Dr. Ignacio Wilson-Rae (Technische Universität München)

When and where

From: 11/2010 To: 11/2016

Description

2009/09/17, Dr. Ignacio Wilson-Rae (Technische Universität München)

Place: Sala de Seminarios del Departamento de Física Teórica e Historia de la Ciencia
Time: 12h.
Title: Quantum dissipation in optomechanical and nanomechanical systems
Abstract
 State of the art optomechanical and nanomechanical setups are
close to allowing for the observation of quantum effects in a
"macroscopic" mechanical system. Major challenges that remain to
be addressed are understanding and controlling mechanical
dissipation, and finding practical ways to demonstrate quantum
signatures. Here we address such issues and study mechanical
dissipation in the quantum regime understood in a broad sense to
include both: (i) dissipation and decoherence of high-quality
mechanical resonators and (ii) vibrational decoherence induced
by mesoscopic phonons on two level transducers used to monitor
them. These physical scenarios afford, respectively,
realizations of quantum Brownian motion and the spin-boson
model, i.e. the two main paradigms of "quantum dissipation".

*Provided material:*
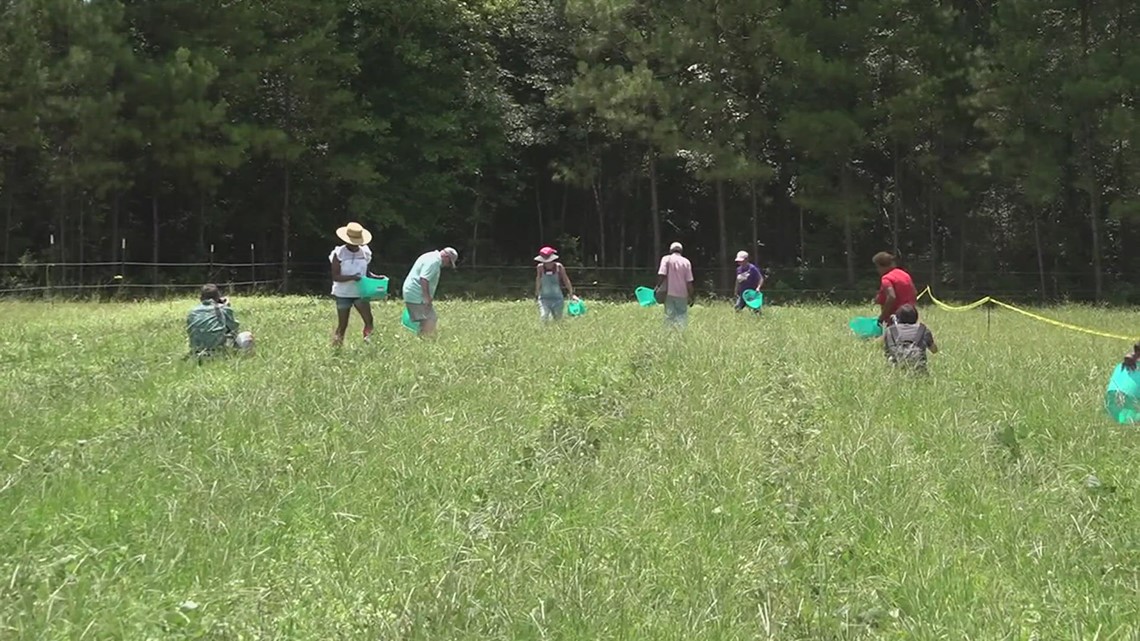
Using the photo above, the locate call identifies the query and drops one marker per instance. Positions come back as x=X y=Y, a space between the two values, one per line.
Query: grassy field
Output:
x=752 y=478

*Short problem:*
Decide whether each statement below agrees with the seminar announcement, answering yes or no and quoting the deciding words from it. (a) The talk was scheduled for 12h. (b) The abstract presents mechanical dissipation as already well understood and controlled. (c) The abstract calls quantum Brownian motion and the spin-boson model the two main paradigms of quantum dissipation.

*Result for this task:*
(a) Yes: "Time: 12h."
(b) No: "Major challenges that remain to be addressed are understanding and controlling mechanical dissipation"
(c) Yes: "realizations of quantum Brownian motion and the spin-boson model, i.e. the two main paradigms of "quantum dissipation""